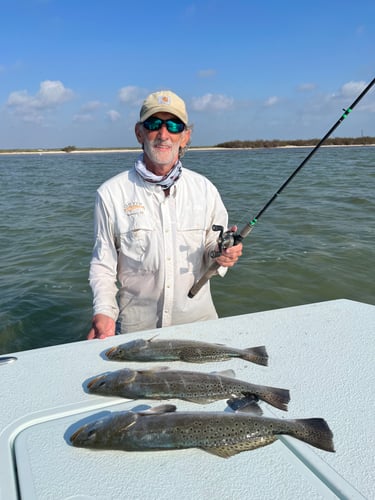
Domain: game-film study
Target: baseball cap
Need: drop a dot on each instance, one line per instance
(164, 101)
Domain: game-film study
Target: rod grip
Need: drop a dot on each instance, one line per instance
(211, 271)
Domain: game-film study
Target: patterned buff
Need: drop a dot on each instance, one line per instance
(165, 181)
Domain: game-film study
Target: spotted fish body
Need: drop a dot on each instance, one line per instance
(198, 387)
(183, 350)
(223, 434)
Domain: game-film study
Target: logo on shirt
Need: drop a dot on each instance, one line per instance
(134, 207)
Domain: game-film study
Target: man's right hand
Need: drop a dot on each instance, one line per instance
(102, 326)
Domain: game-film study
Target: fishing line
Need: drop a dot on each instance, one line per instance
(230, 238)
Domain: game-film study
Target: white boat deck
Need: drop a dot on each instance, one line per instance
(323, 353)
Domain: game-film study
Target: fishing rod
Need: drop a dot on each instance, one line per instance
(230, 238)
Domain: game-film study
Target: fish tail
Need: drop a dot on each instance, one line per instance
(314, 431)
(279, 398)
(256, 355)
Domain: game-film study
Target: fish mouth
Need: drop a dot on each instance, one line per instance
(110, 352)
(74, 436)
(95, 381)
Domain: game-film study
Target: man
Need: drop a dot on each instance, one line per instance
(153, 231)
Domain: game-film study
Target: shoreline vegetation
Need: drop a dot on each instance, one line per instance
(236, 144)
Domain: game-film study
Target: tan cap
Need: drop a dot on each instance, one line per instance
(164, 101)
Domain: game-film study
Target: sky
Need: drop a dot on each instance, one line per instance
(75, 72)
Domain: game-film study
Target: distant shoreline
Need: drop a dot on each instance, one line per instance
(138, 150)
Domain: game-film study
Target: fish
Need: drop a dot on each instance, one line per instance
(191, 351)
(198, 387)
(220, 433)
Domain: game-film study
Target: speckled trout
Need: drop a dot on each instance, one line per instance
(191, 351)
(223, 434)
(197, 387)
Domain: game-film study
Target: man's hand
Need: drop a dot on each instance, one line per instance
(230, 255)
(102, 326)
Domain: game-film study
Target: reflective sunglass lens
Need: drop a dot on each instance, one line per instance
(174, 127)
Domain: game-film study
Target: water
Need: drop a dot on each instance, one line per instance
(314, 243)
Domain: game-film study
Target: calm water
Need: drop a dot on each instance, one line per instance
(314, 243)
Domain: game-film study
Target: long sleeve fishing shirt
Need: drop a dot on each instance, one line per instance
(150, 249)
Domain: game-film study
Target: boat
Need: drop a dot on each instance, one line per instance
(322, 352)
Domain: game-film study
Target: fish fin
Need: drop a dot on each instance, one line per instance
(225, 373)
(233, 449)
(245, 405)
(152, 338)
(150, 371)
(159, 410)
(257, 355)
(314, 431)
(224, 451)
(279, 398)
(200, 400)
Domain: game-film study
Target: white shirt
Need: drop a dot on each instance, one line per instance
(150, 249)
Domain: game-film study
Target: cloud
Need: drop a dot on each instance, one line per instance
(271, 101)
(83, 117)
(306, 87)
(206, 73)
(31, 108)
(113, 115)
(131, 95)
(91, 106)
(212, 102)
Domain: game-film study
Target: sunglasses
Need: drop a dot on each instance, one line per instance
(174, 126)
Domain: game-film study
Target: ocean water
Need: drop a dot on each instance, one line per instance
(314, 243)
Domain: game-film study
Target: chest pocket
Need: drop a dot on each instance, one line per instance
(191, 234)
(136, 242)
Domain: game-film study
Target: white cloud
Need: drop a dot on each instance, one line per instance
(91, 106)
(306, 87)
(131, 95)
(51, 94)
(206, 73)
(271, 101)
(83, 117)
(212, 102)
(113, 115)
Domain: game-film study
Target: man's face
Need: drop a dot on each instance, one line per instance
(161, 147)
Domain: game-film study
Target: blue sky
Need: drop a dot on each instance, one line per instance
(74, 72)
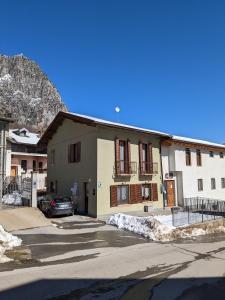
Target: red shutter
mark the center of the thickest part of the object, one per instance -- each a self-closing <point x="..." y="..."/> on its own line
<point x="135" y="193"/>
<point x="128" y="157"/>
<point x="113" y="196"/>
<point x="69" y="154"/>
<point x="150" y="159"/>
<point x="78" y="154"/>
<point x="117" y="156"/>
<point x="154" y="192"/>
<point x="140" y="158"/>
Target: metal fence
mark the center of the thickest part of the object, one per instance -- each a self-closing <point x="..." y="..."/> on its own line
<point x="197" y="210"/>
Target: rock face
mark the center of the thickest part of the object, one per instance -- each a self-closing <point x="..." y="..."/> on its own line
<point x="26" y="93"/>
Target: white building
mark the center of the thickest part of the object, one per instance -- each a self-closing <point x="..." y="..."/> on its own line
<point x="192" y="168"/>
<point x="24" y="156"/>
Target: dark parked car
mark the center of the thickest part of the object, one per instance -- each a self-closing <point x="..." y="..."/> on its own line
<point x="56" y="206"/>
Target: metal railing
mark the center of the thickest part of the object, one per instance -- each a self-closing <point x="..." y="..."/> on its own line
<point x="197" y="210"/>
<point x="123" y="167"/>
<point x="148" y="168"/>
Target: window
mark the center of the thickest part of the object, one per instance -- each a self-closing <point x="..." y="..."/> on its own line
<point x="53" y="186"/>
<point x="40" y="166"/>
<point x="200" y="185"/>
<point x="213" y="183"/>
<point x="145" y="158"/>
<point x="146" y="192"/>
<point x="74" y="153"/>
<point x="52" y="157"/>
<point x="24" y="165"/>
<point x="122" y="194"/>
<point x="188" y="156"/>
<point x="198" y="157"/>
<point x="34" y="165"/>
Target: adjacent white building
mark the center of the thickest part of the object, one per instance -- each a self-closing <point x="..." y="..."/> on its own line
<point x="192" y="168"/>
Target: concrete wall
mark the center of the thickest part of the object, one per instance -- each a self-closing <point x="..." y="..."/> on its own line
<point x="212" y="167"/>
<point x="105" y="167"/>
<point x="66" y="174"/>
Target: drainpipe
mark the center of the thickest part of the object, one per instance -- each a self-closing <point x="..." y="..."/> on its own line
<point x="160" y="153"/>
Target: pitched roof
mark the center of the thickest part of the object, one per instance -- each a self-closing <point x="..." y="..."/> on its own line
<point x="28" y="138"/>
<point x="197" y="142"/>
<point x="91" y="121"/>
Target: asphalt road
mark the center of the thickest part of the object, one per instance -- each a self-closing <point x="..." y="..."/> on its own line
<point x="85" y="259"/>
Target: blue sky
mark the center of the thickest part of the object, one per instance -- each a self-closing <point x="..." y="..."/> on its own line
<point x="162" y="62"/>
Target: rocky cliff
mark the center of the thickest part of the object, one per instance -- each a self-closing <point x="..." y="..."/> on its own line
<point x="27" y="94"/>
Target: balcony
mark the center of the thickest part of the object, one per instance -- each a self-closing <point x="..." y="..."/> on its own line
<point x="148" y="168"/>
<point x="123" y="167"/>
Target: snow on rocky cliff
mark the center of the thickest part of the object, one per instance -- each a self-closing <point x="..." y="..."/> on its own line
<point x="26" y="93"/>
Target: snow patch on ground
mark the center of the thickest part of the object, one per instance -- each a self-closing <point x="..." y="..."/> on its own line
<point x="7" y="242"/>
<point x="158" y="228"/>
<point x="12" y="199"/>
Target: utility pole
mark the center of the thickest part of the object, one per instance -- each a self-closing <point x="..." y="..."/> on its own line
<point x="4" y="128"/>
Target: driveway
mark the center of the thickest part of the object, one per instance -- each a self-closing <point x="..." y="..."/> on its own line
<point x="81" y="258"/>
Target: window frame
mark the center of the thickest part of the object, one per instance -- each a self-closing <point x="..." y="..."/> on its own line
<point x="74" y="152"/>
<point x="198" y="157"/>
<point x="200" y="184"/>
<point x="188" y="156"/>
<point x="213" y="183"/>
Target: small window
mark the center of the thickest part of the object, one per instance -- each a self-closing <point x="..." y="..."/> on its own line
<point x="222" y="183"/>
<point x="122" y="194"/>
<point x="188" y="156"/>
<point x="211" y="153"/>
<point x="34" y="165"/>
<point x="198" y="157"/>
<point x="213" y="183"/>
<point x="52" y="157"/>
<point x="74" y="153"/>
<point x="200" y="185"/>
<point x="53" y="186"/>
<point x="24" y="165"/>
<point x="146" y="192"/>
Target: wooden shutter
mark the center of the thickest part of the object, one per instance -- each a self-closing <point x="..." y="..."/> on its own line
<point x="154" y="192"/>
<point x="140" y="158"/>
<point x="150" y="159"/>
<point x="113" y="196"/>
<point x="78" y="152"/>
<point x="128" y="157"/>
<point x="135" y="193"/>
<point x="117" y="156"/>
<point x="69" y="154"/>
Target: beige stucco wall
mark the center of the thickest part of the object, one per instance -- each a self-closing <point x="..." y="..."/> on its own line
<point x="105" y="166"/>
<point x="67" y="173"/>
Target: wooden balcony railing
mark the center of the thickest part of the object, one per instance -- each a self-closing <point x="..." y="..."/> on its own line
<point x="148" y="168"/>
<point x="123" y="167"/>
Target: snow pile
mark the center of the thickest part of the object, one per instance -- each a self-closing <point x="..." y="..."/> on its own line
<point x="159" y="228"/>
<point x="12" y="199"/>
<point x="148" y="227"/>
<point x="7" y="242"/>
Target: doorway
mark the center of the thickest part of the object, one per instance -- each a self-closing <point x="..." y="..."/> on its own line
<point x="13" y="172"/>
<point x="86" y="197"/>
<point x="170" y="189"/>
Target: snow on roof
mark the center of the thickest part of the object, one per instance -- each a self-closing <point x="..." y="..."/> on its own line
<point x="125" y="126"/>
<point x="196" y="141"/>
<point x="29" y="137"/>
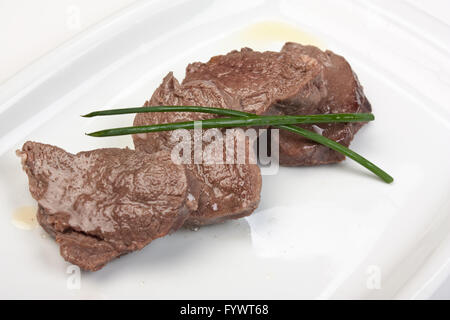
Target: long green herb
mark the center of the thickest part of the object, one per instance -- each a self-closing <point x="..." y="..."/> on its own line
<point x="246" y="119"/>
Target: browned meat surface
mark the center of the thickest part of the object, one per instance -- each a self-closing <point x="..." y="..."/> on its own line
<point x="298" y="80"/>
<point x="103" y="203"/>
<point x="226" y="190"/>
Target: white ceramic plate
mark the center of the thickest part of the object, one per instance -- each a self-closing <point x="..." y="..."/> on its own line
<point x="324" y="232"/>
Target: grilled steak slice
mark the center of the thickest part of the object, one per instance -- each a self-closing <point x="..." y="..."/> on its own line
<point x="344" y="95"/>
<point x="298" y="80"/>
<point x="103" y="203"/>
<point x="226" y="190"/>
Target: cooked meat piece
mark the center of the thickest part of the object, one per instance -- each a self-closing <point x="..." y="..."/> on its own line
<point x="226" y="190"/>
<point x="103" y="203"/>
<point x="298" y="80"/>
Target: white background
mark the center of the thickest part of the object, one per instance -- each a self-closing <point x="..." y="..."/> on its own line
<point x="30" y="29"/>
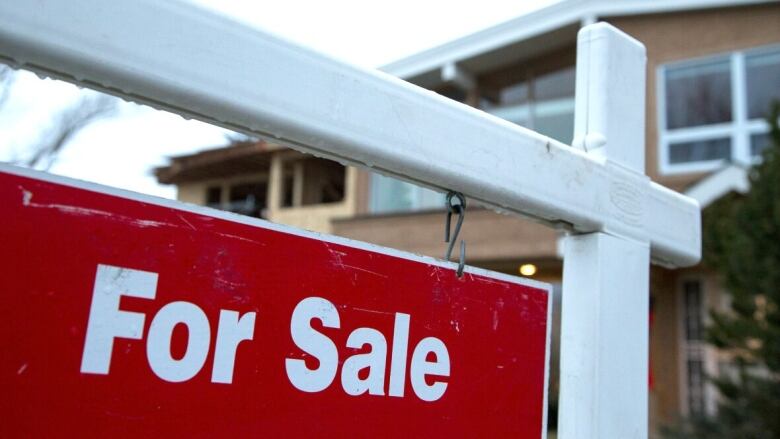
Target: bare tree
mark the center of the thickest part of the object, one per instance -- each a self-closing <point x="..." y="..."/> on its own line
<point x="66" y="124"/>
<point x="44" y="151"/>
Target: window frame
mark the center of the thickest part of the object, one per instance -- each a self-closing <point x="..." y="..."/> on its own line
<point x="698" y="350"/>
<point x="739" y="130"/>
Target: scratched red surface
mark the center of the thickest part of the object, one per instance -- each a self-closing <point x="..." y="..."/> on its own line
<point x="53" y="236"/>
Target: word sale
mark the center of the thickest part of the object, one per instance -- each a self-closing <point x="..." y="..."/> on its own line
<point x="108" y="322"/>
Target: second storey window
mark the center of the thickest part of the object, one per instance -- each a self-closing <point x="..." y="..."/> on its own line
<point x="712" y="111"/>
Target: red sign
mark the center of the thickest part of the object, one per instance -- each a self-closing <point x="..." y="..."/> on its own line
<point x="131" y="316"/>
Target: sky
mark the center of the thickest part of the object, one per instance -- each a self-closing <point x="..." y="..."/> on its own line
<point x="122" y="150"/>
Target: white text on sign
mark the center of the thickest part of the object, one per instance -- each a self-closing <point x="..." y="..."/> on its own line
<point x="107" y="322"/>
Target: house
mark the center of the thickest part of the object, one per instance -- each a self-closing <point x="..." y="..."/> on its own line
<point x="713" y="68"/>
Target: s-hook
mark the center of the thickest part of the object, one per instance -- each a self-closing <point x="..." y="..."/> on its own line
<point x="460" y="209"/>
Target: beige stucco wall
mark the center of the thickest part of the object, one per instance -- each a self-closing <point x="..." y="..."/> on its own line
<point x="680" y="36"/>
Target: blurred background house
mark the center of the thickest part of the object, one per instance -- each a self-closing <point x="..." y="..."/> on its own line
<point x="713" y="68"/>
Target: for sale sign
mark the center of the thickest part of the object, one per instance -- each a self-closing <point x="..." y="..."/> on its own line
<point x="131" y="316"/>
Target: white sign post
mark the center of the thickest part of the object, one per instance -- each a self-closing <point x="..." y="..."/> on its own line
<point x="604" y="321"/>
<point x="218" y="71"/>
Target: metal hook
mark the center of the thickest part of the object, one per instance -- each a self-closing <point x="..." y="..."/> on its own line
<point x="460" y="209"/>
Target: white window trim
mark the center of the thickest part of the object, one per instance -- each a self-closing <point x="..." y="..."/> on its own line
<point x="740" y="129"/>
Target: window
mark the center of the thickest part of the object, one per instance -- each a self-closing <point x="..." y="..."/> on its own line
<point x="544" y="103"/>
<point x="698" y="396"/>
<point x="392" y="195"/>
<point x="712" y="111"/>
<point x="312" y="181"/>
<point x="248" y="199"/>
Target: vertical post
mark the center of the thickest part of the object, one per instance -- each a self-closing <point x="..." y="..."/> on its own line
<point x="604" y="323"/>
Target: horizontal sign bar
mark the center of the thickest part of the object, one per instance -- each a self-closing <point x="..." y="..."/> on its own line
<point x="175" y="56"/>
<point x="128" y="315"/>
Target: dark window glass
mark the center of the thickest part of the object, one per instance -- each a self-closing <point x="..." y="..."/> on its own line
<point x="514" y="94"/>
<point x="559" y="126"/>
<point x="696" y="386"/>
<point x="700" y="150"/>
<point x="248" y="198"/>
<point x="698" y="94"/>
<point x="763" y="82"/>
<point x="555" y="85"/>
<point x="694" y="330"/>
<point x="758" y="143"/>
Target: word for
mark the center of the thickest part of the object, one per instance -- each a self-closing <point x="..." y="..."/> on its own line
<point x="107" y="323"/>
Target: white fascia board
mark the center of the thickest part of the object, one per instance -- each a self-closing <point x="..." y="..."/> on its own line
<point x="711" y="188"/>
<point x="177" y="57"/>
<point x="524" y="27"/>
<point x="545" y="20"/>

* * * * * * *

DIRECTIONS FOR THIS TASK:
Of the lines above, extract only those from the line with "Target: speckled trout" to the line with "Target: water", both included, exactly as written.

RESPONSE TO THE TASK:
Target: speckled trout
Need: drop a dot on each instance, one line per instance
(191, 351)
(223, 434)
(197, 387)
Domain: game-film study
Target: man's hand
Need: drop a dot on each instance, one line per instance
(230, 255)
(102, 326)
Domain: game-film study
Target: reflective sunglass lens
Need: drop a dot on each instance, one line per instance
(174, 127)
Domain: game-film study
Target: water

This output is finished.